O sono é um privilégio

por Marcos Candido
Trip #265

Num passado nem tão remoto, privação de sono era sinônimo de tortura. Hoje, 53% dos adultos brasileiros dormem menos horas do que necessitam e, quando o fazem, têm pesadelos, insônia ou apneia

De uma pequena casa em Itapira, a 170 quilômetros da capital paulista, a enfermeira Mariane Carolina Rossi, 23, ajuda mais de 200 mil pessoas a pegar no sono. A demanda de insones é grande, mas os vídeos semanais publicados no YouTube dão conta do recado. O canal Sweet Carol não indica ansiolíticos ou dá conselhos de quem venceu a insônia. Na realidade, Mariane nunca teve problemas para dormir. Entrou no nicho meio ao acaso, enquanto filmava sua vida e dividia dicas de maquiagem. Bastou incluir a frase "Vídeo para dar soninho" em alguns envios que, em 2013, o público respondeu massivamente.

Itens fornecidos =
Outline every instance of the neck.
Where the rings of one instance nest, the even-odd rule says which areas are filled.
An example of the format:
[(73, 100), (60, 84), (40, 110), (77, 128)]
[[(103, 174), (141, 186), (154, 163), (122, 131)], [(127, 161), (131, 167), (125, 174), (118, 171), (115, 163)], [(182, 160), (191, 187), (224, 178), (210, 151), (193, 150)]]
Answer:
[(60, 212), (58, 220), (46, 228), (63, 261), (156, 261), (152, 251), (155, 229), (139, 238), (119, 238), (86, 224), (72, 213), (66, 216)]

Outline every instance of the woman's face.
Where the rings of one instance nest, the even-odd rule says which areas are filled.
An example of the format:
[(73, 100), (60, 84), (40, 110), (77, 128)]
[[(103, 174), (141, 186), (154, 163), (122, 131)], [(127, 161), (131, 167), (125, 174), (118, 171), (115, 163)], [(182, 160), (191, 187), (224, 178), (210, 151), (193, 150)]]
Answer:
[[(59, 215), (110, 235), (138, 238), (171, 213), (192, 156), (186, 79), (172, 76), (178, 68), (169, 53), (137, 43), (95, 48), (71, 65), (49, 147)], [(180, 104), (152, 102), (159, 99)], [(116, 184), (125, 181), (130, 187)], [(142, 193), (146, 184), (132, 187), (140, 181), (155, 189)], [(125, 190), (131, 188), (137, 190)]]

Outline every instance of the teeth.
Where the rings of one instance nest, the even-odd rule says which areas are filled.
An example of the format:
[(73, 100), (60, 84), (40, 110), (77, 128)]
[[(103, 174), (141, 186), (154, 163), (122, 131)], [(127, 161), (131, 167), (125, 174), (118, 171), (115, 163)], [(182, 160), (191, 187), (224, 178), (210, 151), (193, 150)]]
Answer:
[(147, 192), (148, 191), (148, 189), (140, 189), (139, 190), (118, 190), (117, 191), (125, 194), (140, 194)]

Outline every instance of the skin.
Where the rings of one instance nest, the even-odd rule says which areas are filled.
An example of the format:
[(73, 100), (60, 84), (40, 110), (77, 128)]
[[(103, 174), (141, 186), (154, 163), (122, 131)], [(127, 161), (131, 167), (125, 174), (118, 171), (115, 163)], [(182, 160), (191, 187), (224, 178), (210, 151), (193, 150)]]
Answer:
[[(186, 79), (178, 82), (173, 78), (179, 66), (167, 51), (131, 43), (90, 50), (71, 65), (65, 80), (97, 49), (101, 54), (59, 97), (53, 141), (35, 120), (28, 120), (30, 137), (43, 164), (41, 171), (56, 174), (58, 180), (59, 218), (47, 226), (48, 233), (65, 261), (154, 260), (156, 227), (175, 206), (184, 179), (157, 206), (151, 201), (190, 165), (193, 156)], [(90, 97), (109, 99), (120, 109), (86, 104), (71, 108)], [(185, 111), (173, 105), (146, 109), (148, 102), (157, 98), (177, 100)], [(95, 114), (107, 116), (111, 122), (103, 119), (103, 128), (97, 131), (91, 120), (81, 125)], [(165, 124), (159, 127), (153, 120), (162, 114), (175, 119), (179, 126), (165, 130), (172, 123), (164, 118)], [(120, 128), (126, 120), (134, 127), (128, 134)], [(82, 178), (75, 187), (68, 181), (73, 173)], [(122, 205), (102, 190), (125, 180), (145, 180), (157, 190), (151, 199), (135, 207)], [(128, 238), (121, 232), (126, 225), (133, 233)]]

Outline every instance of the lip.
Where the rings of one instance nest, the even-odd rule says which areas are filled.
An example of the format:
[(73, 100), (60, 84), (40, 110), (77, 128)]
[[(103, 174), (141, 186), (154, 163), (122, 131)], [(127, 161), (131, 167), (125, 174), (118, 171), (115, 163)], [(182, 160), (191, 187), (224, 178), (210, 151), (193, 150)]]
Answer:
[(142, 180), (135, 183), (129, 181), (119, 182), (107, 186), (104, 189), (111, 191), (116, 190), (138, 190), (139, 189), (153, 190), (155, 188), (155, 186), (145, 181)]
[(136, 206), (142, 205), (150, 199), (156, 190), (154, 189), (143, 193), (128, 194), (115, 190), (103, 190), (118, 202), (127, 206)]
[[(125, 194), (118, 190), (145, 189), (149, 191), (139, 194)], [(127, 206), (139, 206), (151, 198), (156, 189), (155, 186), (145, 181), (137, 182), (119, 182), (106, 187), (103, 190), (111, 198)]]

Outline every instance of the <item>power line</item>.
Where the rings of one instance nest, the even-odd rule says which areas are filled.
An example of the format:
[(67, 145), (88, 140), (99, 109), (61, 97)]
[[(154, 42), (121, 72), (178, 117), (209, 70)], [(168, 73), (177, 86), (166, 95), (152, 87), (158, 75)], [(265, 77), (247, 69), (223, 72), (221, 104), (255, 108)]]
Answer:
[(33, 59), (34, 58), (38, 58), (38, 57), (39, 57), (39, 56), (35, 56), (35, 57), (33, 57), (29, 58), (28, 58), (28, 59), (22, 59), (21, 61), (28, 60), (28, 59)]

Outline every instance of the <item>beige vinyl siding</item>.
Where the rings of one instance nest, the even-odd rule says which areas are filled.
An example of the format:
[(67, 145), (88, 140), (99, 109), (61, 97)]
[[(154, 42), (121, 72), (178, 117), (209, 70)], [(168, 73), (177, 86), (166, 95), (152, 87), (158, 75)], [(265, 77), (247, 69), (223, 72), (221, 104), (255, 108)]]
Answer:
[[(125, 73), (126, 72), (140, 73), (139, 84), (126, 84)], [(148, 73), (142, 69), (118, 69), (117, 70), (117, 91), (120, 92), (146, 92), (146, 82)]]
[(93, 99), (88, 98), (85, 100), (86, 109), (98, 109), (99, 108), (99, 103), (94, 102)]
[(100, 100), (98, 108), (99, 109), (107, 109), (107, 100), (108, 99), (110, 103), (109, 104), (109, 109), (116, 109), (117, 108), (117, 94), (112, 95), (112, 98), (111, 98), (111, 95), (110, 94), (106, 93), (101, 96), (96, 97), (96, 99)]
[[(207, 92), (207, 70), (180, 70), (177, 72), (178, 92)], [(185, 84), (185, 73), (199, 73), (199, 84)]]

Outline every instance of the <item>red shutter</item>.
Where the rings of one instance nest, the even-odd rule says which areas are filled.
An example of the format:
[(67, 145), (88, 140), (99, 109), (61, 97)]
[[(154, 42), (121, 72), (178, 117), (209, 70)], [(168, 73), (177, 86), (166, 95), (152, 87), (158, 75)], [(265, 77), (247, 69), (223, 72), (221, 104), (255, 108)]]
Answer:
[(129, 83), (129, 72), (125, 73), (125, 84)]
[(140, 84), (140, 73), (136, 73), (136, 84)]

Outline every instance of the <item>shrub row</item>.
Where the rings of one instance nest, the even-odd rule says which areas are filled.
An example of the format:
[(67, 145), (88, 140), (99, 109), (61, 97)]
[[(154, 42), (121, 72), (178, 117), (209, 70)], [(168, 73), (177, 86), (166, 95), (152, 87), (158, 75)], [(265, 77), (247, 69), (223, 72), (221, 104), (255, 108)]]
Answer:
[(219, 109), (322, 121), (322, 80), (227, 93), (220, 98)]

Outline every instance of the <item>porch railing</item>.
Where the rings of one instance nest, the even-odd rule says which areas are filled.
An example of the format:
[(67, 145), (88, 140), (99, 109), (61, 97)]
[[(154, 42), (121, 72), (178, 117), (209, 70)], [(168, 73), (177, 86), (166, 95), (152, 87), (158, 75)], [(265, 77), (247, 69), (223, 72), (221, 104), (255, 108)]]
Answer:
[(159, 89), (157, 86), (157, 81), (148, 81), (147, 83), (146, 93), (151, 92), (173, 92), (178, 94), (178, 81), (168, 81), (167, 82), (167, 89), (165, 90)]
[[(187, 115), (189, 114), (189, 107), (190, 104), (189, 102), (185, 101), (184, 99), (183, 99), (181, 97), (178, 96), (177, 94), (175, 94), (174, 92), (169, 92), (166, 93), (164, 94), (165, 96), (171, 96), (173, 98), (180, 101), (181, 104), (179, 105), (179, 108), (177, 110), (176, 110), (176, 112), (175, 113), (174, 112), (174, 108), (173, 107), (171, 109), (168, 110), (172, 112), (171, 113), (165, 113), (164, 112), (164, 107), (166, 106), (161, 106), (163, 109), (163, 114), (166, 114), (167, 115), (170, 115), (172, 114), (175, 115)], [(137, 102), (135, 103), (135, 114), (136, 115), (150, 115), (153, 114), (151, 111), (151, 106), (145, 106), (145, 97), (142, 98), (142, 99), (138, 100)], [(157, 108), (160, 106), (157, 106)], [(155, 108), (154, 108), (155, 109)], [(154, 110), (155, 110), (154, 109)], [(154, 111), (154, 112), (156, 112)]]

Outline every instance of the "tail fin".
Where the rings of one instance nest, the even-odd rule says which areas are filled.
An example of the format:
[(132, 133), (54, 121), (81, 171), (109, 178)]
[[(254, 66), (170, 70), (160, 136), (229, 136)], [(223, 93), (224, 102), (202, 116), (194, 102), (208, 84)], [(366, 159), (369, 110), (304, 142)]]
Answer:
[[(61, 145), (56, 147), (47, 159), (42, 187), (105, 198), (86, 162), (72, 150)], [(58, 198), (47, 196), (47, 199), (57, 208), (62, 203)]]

Tarefas propostas =
- a) Copie do trecho sobre o sono a parte entre "Num passado nem" e "público respondeu massivamente.", inclusive.
- b) Liste os problemas que, segundo o trecho sobre o sono, os adultos brasileiros têm quando dormem.

Respostas por tarefa =
- a)
Num passado nem tão remoto, privação de sono era sinônimo de tortura. Hoje, 53% dos adultos brasileiros dormem menos horas do que necessitam e, quando o fazem, têm pesadelos, insônia ou apneia

De uma pequena casa em Itapira, a 170 quilômetros da capital paulista, a enfermeira Mariane Carolina Rossi, 23, ajuda mais de 200 mil pessoas a pegar no sono. A demanda de insones é grande, mas os vídeos semanais publicados no YouTube dão conta do recado. O canal Sweet Carol não indica ansiolíticos ou dá conselhos de quem venceu a insônia. Na realidade, Mariane nunca teve problemas para dormir. Entrou no nicho meio ao acaso, enquanto filmava sua vida e dividia dicas de maquiagem. Bastou incluir a frase "Vídeo para dar soninho" em alguns envios que, em 2013, o público respondeu massivamente.

- b) Pesadelos, insônia e apneia.